### GOAL
Reproduce every line of the data from the line containing "the stone pillar" through the end of the data, and shift each coordinate in that stretch by adding 70 to both of its numbers. Leave all other text in those lines unchanged.

### PROVIDED MATERIAL
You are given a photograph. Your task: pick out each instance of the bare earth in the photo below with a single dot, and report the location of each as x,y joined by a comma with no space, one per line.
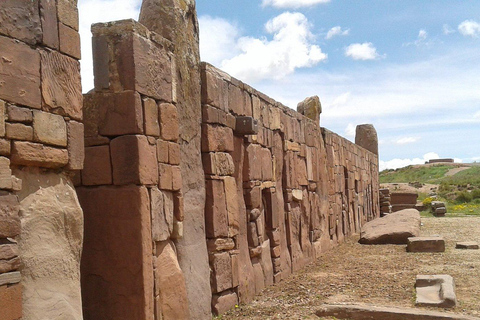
381,275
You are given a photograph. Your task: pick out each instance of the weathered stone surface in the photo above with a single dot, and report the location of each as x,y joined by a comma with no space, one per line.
117,275
224,301
467,245
9,219
435,291
49,129
170,283
11,302
19,68
76,145
61,85
35,154
20,20
368,312
311,108
51,267
394,228
134,160
426,244
366,137
162,207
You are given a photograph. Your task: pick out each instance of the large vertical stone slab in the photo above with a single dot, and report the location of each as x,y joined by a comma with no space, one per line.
50,245
177,21
117,266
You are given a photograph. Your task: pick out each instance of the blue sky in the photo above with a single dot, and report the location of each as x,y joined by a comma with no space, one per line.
410,67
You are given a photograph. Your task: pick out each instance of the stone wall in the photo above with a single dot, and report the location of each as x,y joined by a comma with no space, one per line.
41,142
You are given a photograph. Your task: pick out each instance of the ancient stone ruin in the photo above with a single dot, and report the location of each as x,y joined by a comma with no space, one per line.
195,191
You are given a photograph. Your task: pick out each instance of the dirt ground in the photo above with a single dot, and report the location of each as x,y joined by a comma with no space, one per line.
381,275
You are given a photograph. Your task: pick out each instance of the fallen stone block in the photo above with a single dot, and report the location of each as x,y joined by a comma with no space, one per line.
394,228
435,291
467,245
367,312
426,244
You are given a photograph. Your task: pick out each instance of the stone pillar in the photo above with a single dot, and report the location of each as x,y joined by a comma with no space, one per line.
366,137
41,143
176,20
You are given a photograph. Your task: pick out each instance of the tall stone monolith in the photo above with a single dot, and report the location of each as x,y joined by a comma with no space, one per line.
176,20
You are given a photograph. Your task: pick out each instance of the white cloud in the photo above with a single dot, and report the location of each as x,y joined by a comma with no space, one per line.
292,3
290,48
469,28
336,31
406,140
93,11
447,29
400,163
362,51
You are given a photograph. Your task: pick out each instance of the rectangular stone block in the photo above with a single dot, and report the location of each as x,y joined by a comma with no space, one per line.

### EXERCISE RESULT
You are given a photograph. Your task: pick out each instance of the stone pillar in the photo above with a single dot, and report the location of each as x,y joined by a comma with no space, one per line.
436,207
111,213
246,90
You are given a photograph. Your task: pick out each instance of the tall stone monolith in the photo above with a single dot, and report the location of each as x,y joined by a comma with no space, one per line.
246,90
You are given a photograph. Your task: pick out each instance of the white cloud in the photo above with a single dot, and report the location of each as x,y joined by a comma with no space, one per line.
362,73
360,118
539,98
406,101
476,210
163,81
517,99
470,233
432,121
You are given a photograph. Your task: pick out each instance of the rectangular stone block in the photo above with a single dot, and report the location of each as x,y joined by a comma with no space, one per line.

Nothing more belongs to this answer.